Reproduce each of the following lines word for word, changing nothing.

—————

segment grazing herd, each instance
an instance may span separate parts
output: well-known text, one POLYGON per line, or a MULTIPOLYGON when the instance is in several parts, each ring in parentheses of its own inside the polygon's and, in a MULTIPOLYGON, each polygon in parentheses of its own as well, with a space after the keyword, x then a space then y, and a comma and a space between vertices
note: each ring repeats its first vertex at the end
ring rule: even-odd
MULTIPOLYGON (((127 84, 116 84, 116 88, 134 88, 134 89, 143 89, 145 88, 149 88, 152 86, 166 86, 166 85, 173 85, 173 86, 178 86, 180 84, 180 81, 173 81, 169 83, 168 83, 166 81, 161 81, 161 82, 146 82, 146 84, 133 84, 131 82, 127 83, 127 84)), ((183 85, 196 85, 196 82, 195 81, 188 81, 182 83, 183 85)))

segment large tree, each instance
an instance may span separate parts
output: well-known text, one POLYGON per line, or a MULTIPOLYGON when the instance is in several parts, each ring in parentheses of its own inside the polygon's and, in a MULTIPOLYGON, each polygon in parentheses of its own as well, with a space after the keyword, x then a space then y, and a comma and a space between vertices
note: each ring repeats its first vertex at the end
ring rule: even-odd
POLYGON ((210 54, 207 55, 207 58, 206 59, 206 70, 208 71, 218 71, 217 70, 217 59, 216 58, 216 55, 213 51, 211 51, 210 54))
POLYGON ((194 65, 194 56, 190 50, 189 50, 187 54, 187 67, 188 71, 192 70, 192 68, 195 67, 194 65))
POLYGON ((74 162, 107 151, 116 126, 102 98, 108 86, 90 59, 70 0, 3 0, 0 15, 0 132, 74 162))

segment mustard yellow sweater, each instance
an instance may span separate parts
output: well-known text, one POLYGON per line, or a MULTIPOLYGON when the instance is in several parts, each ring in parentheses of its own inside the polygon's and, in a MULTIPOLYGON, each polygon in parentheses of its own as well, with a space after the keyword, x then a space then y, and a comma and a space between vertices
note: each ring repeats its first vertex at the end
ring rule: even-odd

—————

> FULL OUTPUT:
segment grazing herd, each instance
an instance may span separate parts
output: well-known text, one POLYGON per line, or a MULTIPOLYGON when the instance is in several parts, each ring in parentheses of its own inside the polygon's and, in a MULTIPOLYGON, each polygon in parentheses of its own as well, with a space after the keyword, x then a space then y, and a comma and a space between vertices
note: each ring repeats its first vertex at the end
ring rule: even-odd
MULTIPOLYGON (((127 84, 116 84, 116 88, 134 88, 134 89, 143 89, 145 88, 149 88, 152 86, 166 86, 166 85, 173 85, 173 86, 178 86, 180 84, 180 81, 173 81, 169 83, 168 83, 166 81, 161 81, 161 82, 146 82, 146 84, 133 84, 131 82, 127 83, 127 84)), ((183 85, 196 85, 196 82, 195 81, 188 81, 182 83, 183 85)))

segment large tree, each instance
an instance may span separate parts
output: well-known text, one POLYGON per line, or a MULTIPOLYGON when the instance is in several parts, each ring in parentheses of its own inside the polygon's and, in a MULTIPOLYGON, each polygon in parentheses of its own as well, with a space after the keyword, x then a space then y, and a comma and a space between vertices
note: each ring repeats its first vertex at the end
ring rule: even-odd
POLYGON ((210 54, 207 55, 207 58, 206 59, 206 70, 208 71, 218 71, 217 70, 217 59, 216 58, 216 55, 213 51, 211 51, 210 54))
POLYGON ((194 65, 194 56, 190 50, 189 50, 187 54, 187 67, 188 71, 192 70, 192 68, 195 67, 194 65))
POLYGON ((74 162, 107 151, 116 126, 102 98, 108 86, 90 59, 70 0, 3 0, 0 15, 0 132, 74 162))

segment mustard yellow sweater, each instance
an instance may span separate parts
output: well-known text, one POLYGON per line, or a MULTIPOLYGON when the instance is in several parts, each ring in parentheses of its own inside the polygon's and, in a MULTIPOLYGON, each polygon in parentheses of its own as well, with a space after the keyword, x then a space then y, and a comma and a space between vertices
note: each ring repeats its first vertex at the end
ring rule: even-odd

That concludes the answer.